Document passage ->

4

Can I use the range for-loop to access the actual iterators instead of the value_type of a container?

Sample code of what I want to do (does not compile, as x is pair ):

#include <iostream>
#include <map>

using namespace std;

std::map<int, float> v;

int main()
{
   for(auto x : v)    
       cout<<x->first<<", "<<x->second<<endl;
   return 0;
}
Babis
  • 147
  • 5
  • 2
    Short answer: no (not unless the items in the container are iterators, and you just want to access them). – Jerry Coffin Dec 14 '13 at 16:21
  • As a side note, you might want to take `x` by const reference (`const auto&`) instead of non-const value (`auto`). – syam Dec 14 '13 at 16:30
  • thanks guys - I just wanted to keep the example simple, my case is a bit more complicated than that – Babis Dec 14 '13 at 16:38
  • possible duplicate of [Range based loop with iterators](http://stackoverflow.com/questions/6953128/range-based-loop-with-iterators) – Ben Voigt Dec 14 '13 at 17:07

2 Answers2

2

No, the range-based for loop abstracts away from iterators. Nevertheless, in your case, you just have to change -> to .:

for(auto x : v)

Tasks and exercises ->
1 – Translate this sentence from the range-for discussion above into Spanish: "No, the range-based for loop abstracts away from iterators."
2 – In the range-for discussion above, how does one comment suggest taking `x` instead of by non-const value?
The material that comes next is separate from the range-for discussion above.

Material provided ->
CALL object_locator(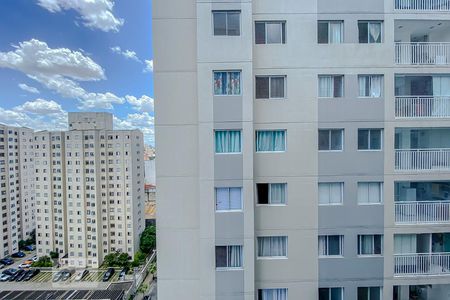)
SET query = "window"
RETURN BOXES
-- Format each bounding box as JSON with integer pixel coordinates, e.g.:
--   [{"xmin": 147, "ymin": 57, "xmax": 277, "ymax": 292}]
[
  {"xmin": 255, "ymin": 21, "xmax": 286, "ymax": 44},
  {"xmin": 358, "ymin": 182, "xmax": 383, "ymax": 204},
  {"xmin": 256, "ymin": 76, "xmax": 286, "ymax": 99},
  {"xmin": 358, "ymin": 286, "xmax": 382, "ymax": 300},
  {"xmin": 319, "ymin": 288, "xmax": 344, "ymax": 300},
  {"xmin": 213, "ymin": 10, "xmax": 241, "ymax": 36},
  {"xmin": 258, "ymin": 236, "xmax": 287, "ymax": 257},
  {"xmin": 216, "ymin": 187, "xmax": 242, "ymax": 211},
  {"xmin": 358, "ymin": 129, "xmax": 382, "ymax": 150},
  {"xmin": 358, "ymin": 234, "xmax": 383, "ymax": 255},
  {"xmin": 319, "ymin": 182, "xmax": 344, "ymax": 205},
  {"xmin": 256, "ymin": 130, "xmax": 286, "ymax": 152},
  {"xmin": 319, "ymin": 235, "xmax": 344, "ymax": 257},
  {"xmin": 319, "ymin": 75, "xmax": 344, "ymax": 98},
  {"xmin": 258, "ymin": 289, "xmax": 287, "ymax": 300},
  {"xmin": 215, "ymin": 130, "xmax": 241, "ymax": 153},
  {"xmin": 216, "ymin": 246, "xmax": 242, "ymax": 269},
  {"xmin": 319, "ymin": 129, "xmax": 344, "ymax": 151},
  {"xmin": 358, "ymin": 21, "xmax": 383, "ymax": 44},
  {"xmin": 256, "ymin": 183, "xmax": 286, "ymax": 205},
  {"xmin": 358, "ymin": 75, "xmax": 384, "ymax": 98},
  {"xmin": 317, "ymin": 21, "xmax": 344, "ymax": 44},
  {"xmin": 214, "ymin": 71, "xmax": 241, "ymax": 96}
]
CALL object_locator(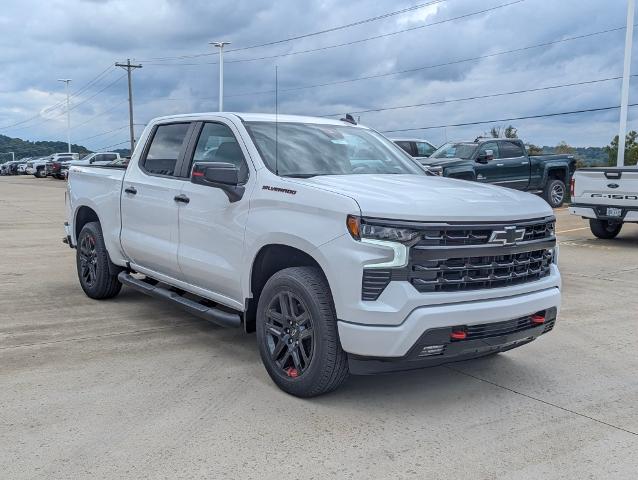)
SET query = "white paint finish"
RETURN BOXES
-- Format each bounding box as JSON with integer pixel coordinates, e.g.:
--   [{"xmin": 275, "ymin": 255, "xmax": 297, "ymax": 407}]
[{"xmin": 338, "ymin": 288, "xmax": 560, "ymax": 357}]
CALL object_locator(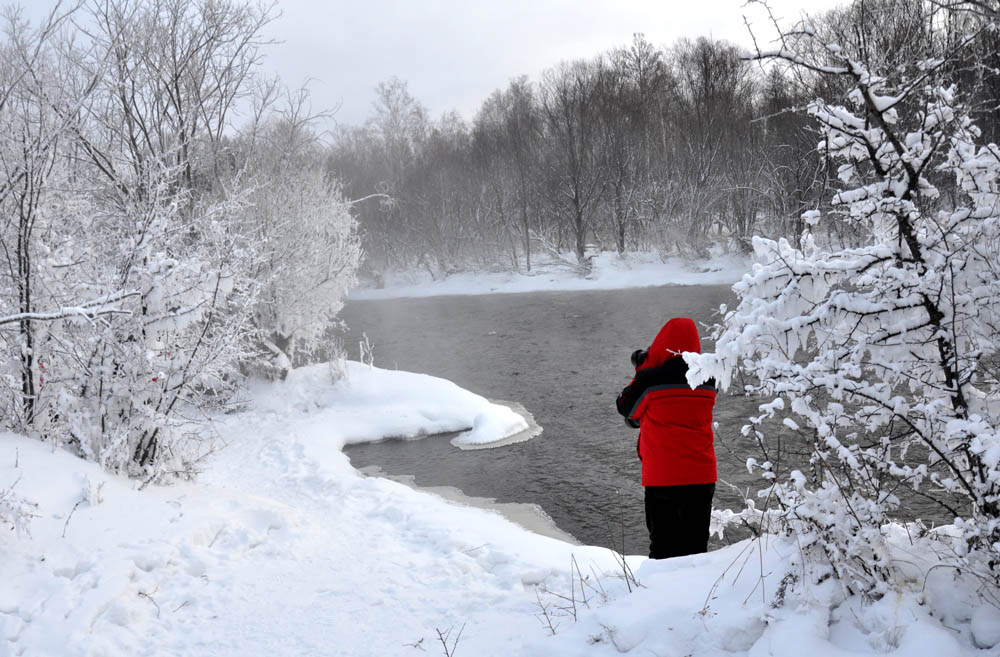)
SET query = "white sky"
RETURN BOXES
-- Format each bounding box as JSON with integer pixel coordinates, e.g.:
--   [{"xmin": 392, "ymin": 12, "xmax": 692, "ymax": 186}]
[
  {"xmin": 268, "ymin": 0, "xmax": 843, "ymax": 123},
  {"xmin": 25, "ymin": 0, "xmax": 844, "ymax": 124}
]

Solved tasks ->
1 – No, el bucle for basado en rangos se abstrae de los iteradores.

2 – By const reference (`const auto&`).